Extrait choisi

Bref, l'Etat guinéen a réussi la performance de n'atteindre aucun des objectifs arrêtés avec le FMI et la Banque Mondiale dans le cadre du FASR : augmentation des recettes, grâce à un meilleur recouvrement, et amélioration de l'orientation des dépenses. Les experts du FMI y ont vu « une gestion laxiste des finances publiques » . A cela s'est ajoutée la mutinerie des soldats le 2 février, qui a entrainé à la fois une augmentation brutales des salaires et la paralysie de plusieurs entreprises.

A la fin du mois de mars, une réunion s'est tenue à Washington, avec le FMI et la BM, pour évaluer les nouveaux dégats et établir un cadrage macro-économique de correction afin d'atténuer les conséquences de tous ces dérapages. Las ! La mission du FMI qui s'est rendue à Conakry en juin a constaté que le gouvernement n'avait rien changé dans ses pratiques. Les bailleurs de fonds ont fermement dit au president Conté qu'il était temps de réagir et de rompre avec le passé.

La premiere rupture consistera donc à serrer les vis, à redresser vigoureusement la gestion et, pour ce faire, à regrouper, comme le demandaient le FMI et la Banque Mondiale, les départements chargés de l'Economie et des Finances. C'est ainsi que, dans le gouvernement formé le 9 juillet, deux ministres délégués auprès du PM ont ete nommés : Ousmane Kaba, pour l'Economie les Finances et le Plan, Kassory Fofana, pour le Budget et la Restructuration du secteur parapublic. Et pour que les choses soient encore plus claires, Sydia Touré, outre le poste de Premier Ministre, prend en charge celui de l'Economie, des Finances et du Plan.

Données d'entrée
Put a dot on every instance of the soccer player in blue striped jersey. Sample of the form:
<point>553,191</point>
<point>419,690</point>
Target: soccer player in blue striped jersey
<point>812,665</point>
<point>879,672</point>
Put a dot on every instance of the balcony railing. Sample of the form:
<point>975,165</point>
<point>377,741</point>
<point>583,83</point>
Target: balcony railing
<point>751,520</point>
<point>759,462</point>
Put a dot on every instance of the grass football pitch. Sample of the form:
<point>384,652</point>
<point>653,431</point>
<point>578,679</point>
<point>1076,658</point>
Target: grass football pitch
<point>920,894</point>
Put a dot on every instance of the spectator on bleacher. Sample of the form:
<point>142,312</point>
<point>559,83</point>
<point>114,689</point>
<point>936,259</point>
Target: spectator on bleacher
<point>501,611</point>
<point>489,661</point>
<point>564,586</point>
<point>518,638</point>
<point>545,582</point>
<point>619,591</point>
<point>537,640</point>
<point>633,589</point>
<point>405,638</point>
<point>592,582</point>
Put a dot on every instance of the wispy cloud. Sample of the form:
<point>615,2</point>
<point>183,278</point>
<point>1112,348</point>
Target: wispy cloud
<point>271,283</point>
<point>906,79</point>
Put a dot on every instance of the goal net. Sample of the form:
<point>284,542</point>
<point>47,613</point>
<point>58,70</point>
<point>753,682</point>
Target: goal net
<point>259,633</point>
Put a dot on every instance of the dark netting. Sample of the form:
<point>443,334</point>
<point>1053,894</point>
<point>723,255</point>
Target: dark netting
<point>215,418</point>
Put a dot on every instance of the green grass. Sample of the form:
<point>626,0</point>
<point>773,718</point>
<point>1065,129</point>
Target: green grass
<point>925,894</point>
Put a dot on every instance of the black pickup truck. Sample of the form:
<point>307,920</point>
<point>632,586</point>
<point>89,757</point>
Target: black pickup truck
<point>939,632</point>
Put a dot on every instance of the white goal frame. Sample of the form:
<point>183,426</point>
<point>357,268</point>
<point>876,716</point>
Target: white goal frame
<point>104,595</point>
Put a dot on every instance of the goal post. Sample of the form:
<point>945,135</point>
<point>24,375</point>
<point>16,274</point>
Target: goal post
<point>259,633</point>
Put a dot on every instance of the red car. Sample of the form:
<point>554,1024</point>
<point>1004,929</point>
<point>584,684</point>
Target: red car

Travail à faire
1. Pouvez-vous recopier l'extrait sur le FMI et la Guinée, de « Bref, l'Etat guinéen » jusqu'à « de plusieurs entreprises. », en renommant « FMI » en « Fonds monétaire international » ?
2. Pouvez-vous reproduire telles quelles les lignes de données, de la toute première jusqu'à celle qui contient « <point>879,672</point> », les deux incluses ?
L'extrait et les lignes de données forment deux ensembles indépendants.

Réponses par tâche
1.
Bref, l'Etat guinéen a réussi la performance de n'atteindre aucun des objectifs arrêtés avec le Fonds monétaire international et la Banque Mondiale dans le cadre du FASR : augmentation des recettes, grâce à un meilleur recouvrement, et amélioration de l'orientation des dépenses. Les experts du Fonds monétaire international y ont vu « une gestion laxiste des finances publiques » . A cela s'est ajoutée la mutinerie des soldats le 2 février, qui a entrainé à la fois une augmentation brutales des salaires et la paralysie de plusieurs entreprises.

2.
Put a dot on every instance of the soccer player in blue striped jersey. Sample of the form:
<point>553,191</point>
<point>419,690</point>
Target: soccer player in blue striped jersey
<point>812,665</point>
<point>879,672</point>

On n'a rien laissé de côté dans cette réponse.